### WRITTEN PROBLEM A
Rescale the records below, reproducing everything from the line containing "Task: tag the black" down to the line containing "x=17, y=106", both included, with the requests kept as they are. Multiply only the answer coordinates by 0.2 and round them to whole numbers, rounding halves up, while leaving the sample coordinates in the requests unchanged.

### SELECTED PASSAGE
▽

Unlike other Christian history programs, Bob Jones History doesn't trip over itself interpreting and passing judgment on every historical event and figure. Instead, it presents a fairly balanced picture that avoids revisionism and subjective attitudes. There is perhaps an overemphasis on United States history (9 out of 13 texts deal with American history, economics and government), though the world history texts are thorough and intriguing.
While there is still a lot to this program (as with all BJU curricula), Bob Jones history is less threatening than other subjects. The core materials are manageable, and there's plenty of teacher support, making the information easy to present. Teachers will still have to put in plenty of work, but everything you need to teach is in the teacher's guides.
How Do These Work?
Grades 1-4 cover American history and basic social studies (mostly civic and community based ideas) from the discovery of the New World to the present. The approach is chronological, each text building on the one before it, making it difficult to transfer to or away from the course in the early grades. (Earlier editions had grades 1-5 covering the same period.)

△

### WRITTEN PROBLEM B
Extend the review of the Bob Jones History program above, continuing from its final sentence.

### DATA EXTRACT
▽

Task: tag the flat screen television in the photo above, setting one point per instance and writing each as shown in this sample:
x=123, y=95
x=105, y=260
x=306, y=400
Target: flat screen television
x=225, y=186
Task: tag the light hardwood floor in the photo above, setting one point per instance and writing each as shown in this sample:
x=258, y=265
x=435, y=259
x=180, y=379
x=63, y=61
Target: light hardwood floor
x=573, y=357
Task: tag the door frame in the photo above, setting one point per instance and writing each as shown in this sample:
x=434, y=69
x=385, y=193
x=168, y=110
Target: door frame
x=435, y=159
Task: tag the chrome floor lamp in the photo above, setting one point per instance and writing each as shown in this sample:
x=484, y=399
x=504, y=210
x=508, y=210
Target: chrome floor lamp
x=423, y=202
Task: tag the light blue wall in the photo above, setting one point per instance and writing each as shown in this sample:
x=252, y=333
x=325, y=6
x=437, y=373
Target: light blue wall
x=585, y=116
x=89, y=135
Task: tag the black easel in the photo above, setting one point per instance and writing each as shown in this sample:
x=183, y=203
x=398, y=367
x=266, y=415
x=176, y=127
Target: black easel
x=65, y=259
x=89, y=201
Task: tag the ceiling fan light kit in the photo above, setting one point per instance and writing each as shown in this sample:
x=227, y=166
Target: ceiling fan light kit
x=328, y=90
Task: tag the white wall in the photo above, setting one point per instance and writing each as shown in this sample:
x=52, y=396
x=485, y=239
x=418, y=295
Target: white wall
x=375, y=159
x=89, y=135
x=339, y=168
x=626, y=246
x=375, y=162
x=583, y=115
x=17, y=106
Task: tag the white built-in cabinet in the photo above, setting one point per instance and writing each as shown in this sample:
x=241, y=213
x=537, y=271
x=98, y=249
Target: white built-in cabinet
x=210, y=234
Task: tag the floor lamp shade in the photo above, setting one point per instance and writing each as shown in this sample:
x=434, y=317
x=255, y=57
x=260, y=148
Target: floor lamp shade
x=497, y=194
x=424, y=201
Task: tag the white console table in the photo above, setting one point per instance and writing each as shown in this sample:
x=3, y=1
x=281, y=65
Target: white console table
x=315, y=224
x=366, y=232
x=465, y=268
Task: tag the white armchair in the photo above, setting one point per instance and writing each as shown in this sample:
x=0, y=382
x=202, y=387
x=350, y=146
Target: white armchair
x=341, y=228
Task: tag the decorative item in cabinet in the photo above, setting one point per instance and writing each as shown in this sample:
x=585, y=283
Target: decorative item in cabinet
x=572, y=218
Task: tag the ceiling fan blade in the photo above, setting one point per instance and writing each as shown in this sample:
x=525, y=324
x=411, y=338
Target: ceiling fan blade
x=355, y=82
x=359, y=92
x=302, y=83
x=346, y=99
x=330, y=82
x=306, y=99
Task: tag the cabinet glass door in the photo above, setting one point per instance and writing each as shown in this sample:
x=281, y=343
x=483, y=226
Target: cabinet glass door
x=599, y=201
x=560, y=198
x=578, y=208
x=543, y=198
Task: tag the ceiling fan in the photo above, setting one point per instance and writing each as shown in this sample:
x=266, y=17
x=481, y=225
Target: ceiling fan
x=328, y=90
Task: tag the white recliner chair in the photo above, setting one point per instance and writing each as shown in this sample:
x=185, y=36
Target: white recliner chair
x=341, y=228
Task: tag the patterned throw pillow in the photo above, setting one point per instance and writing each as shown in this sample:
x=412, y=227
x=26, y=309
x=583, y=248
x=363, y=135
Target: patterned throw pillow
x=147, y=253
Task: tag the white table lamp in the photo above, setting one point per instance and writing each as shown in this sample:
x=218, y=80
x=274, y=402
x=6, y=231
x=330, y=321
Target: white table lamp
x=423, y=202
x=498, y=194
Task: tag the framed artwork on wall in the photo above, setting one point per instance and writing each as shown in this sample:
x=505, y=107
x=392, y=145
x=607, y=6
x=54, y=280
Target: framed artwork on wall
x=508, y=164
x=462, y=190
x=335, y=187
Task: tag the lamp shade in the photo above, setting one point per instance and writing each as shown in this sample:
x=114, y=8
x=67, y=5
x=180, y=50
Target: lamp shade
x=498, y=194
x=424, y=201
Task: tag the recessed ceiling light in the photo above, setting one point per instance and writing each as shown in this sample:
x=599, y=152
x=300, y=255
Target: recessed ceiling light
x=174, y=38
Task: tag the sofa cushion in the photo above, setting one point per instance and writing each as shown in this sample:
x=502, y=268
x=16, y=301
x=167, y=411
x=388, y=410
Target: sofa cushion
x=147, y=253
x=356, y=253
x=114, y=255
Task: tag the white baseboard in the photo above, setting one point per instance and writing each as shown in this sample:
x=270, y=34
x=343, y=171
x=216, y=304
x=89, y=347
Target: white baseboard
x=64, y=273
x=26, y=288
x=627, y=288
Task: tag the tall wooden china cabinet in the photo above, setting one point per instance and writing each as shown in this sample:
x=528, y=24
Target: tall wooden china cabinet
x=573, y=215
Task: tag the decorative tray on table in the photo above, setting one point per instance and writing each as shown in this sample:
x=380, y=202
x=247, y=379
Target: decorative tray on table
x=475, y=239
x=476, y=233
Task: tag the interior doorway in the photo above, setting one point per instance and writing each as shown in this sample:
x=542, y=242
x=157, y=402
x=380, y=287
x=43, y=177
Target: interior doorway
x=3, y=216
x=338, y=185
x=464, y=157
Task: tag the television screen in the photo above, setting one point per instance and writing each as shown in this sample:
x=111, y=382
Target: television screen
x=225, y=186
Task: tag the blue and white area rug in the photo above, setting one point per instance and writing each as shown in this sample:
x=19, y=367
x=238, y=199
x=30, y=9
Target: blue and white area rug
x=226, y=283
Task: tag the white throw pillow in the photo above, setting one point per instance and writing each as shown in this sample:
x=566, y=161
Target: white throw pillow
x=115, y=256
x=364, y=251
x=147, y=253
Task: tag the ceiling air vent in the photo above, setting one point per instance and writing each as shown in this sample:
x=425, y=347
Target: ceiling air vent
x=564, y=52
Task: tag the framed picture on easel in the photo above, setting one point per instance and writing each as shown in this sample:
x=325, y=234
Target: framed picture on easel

△

### TASK RESPONSE A
Task: tag the black easel in the photo above, setting one point per instance and writing each as shown in this sample:
x=183, y=203
x=398, y=367
x=266, y=415
x=176, y=127
Target: black easel
x=13, y=52
x=18, y=40
Task: tag the ceiling fan light kit in the photo above, setting one point per instance and writing each as shown in this sample:
x=227, y=166
Target: ceiling fan light kit
x=66, y=18
Task: tag the white wall in the photo above, setting one point per instance and writing each as shown in this sample:
x=52, y=396
x=485, y=239
x=418, y=295
Target: white wall
x=75, y=32
x=18, y=27
x=68, y=34
x=125, y=49
x=75, y=32
x=117, y=23
x=3, y=21

### TASK RESPONSE B
Grade 5 (4th edition) repeats U.S. history again, this time covering in one year the entire span from early America through 2015. The last chapter briefly discusses several current events topics. These include the increasing secularization of America, increased use (and dangers) of technology, the rise of ISIS, issues with Iran and Syria, and the Russian/Ukranian conflict. It also touches on moral issues, such as climate change, gay rights and abortion. While the text raises questions and concerns about where these discussions are heading, it refrains from making any sweeping statements.
The 6th-7th grade texts cover world history, the 8th deals with American history. Ninth grade is Cultural Geography, 10th-11th are back to world and American, and twelfth grade is split between Economics and American Government. The books are colorful and engaging, the text well-written; not as dry as the average textbook, though not as creative as a plain narrative history. The pace is pretty quick without sacrificing information, especially in the later books which are much more detailed.
Each student text is accompanied by a one- or two-volume teacher's manual, a student activity manual with teacher's edition, and tests with answer key. Everything is non-consumable except the student activity manuals and the tests, and since the student and teacher books are sturdy, they should last for more than one student. The teacher's guides reference the activities and tests to their respective student text pages, so you don't have to struggle to figure out which activity goes with which lesson. There are also plenty of teacher notes and extra historical information in the teacher's guides.
The early books present the bare bones of history to acquaint kids with history's flow and study. As the course progresses the authors begin to layer in a more nuanced approach, adding details and making connections lacking in the earlier books. This makes BJU's history a good course for all grades, but not as good if you're planning to switch to something else at some point.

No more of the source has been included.